### GIVEN EXERCISE 1
In the discussion of thrusters, what do electrodeless RF thrusters not use to accelerate the propellant?
### GIVEN EXERCISE 2
Translate this sentence from the thruster discussion into Spanish: "Despite their promise, electrodeless RF thrusters have not gained wide acceptance due to their sub-par measured performance compared to state of the art Hall effect and gridded ion systems."
### GIVEN EXERCISE 3
In the thruster discussion, rewrite the part that opens with the words containing "Essentially, instead of" and closes with "of bigger/more complicated.", changing "electric field" to "potential gradient".

### PASSAGE PROVIDED
......

Essentially, instead of using an electric field generated by a anode/cathode
grid to pull the ions out of the thruster, they are using the RF to generate
free electrons which generate an electric field and pull the ions out of the
container.

------
mgsouth
tldr: Simple/small thrusters getting within order of magnitude of performance
of bigger/more complicated.

Introduction:

> _“Electrodeless” RF thrusters are distinct from Hall effect thrusters,
> gridded ion engines, and gridded RF thrusters ... in that they do not use
> grids, anodes, cathodes, or high voltages to accelerate the propellant,
> greatly simplifying the thruster architecture. Their electrical and
> mechanical simplicity allows for electrodeless RF thrusters to be designed
> for the production requirements of the next generation of large satellite
> constellations._

> _Despite their promise, electrodeless RF thrusters have not gained wide
> acceptance due to their sub-par measured performance compared to state of
> the art Hall effect and gridded ion systems._

> _The Phase Four RFT approaches the concept of electrodeless RF plasma
> acceleration by acknowledging that the primary technological advantage of RF
> lies in the minaturazation of RF power electronics by the wireless power
> industry._

Discussion:

> _To the authors’ knowledge, the specific impulse and thrust efficiency
> levels measured in the Phase Four RFT presented here represent the highest
> performance electrodeless thruster results ever demonstrated, by a
> significant margin. Specifically, the electrodeless RFT-X engine produced
> specific impulse on par with state of the art low power Hall effect
> thrusters, within 50% the thrust output at the same power level [17, 18].

......

[Entries for identifying locations]
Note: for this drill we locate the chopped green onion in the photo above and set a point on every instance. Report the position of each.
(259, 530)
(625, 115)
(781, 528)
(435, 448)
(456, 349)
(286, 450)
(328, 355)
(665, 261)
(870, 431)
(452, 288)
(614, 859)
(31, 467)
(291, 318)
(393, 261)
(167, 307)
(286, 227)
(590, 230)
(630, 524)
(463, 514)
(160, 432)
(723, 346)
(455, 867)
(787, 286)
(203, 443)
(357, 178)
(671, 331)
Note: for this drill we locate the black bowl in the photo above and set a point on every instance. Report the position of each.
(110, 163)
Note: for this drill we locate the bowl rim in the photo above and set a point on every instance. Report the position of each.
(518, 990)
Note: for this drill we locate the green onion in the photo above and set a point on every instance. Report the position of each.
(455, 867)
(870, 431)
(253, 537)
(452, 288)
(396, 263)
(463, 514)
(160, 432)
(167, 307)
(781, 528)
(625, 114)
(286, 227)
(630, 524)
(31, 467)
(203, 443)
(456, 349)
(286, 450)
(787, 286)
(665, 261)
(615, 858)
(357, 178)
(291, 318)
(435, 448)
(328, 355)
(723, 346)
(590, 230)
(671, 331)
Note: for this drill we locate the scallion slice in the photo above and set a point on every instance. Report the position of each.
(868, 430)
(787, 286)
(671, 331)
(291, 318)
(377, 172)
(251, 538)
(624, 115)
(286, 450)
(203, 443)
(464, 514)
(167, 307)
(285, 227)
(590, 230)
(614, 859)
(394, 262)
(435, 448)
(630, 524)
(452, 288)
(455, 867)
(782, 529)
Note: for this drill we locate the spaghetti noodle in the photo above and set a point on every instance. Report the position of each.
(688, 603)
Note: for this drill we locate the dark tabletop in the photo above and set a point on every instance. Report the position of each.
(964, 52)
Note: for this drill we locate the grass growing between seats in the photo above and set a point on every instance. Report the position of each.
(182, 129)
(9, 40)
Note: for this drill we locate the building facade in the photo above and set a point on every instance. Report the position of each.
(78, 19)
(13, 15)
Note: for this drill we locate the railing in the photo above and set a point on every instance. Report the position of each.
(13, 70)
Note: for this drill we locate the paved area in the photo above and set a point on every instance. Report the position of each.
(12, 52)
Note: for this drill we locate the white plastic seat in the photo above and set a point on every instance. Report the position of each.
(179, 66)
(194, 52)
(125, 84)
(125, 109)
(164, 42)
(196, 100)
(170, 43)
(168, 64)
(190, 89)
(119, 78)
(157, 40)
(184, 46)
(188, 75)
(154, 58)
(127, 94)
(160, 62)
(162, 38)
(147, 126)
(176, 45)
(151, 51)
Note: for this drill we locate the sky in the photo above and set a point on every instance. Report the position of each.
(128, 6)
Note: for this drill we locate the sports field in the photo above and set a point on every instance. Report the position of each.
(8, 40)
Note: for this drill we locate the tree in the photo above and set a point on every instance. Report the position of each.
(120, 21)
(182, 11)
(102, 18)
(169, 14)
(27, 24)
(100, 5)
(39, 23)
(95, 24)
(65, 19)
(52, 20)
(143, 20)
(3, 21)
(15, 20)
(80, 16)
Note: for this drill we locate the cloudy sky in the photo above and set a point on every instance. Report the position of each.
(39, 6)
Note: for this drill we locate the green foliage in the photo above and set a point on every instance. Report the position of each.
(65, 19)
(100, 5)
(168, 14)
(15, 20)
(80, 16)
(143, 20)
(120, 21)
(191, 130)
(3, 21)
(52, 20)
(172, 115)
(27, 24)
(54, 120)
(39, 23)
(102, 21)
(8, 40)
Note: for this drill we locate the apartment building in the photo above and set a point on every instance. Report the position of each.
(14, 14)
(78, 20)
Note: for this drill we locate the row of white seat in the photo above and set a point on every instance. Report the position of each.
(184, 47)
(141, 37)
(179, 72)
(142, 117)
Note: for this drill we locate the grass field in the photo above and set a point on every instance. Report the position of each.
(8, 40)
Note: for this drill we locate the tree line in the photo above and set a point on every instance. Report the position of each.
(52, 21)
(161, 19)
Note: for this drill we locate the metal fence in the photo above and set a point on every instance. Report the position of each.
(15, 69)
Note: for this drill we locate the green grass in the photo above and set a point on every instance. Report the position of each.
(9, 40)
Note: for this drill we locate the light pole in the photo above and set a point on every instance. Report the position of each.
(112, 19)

......

### COMPLETE RESPONSE 1
They do not use grids, anodes, cathodes, or high voltages.

### COMPLETE RESPONSE 2
A pesar de lo prometedores que son, los propulsores de RF sin electrodos no han logrado una amplia aceptación debido a su rendimiento medido inferior en comparación con los sistemas de efecto Hall y de iones con rejilla de última generación.

### COMPLETE RESPONSE 3
Essentially, instead of using an potential gradient generated by a anode/cathode
grid to pull the ions out of the thruster, they are using the RF to generate
free electrons which generate an potential gradient and pull the ions out of the
container.

------
mgsouth
tldr: Simple/small thrusters getting within order of magnitude of performance
of bigger/more complicated.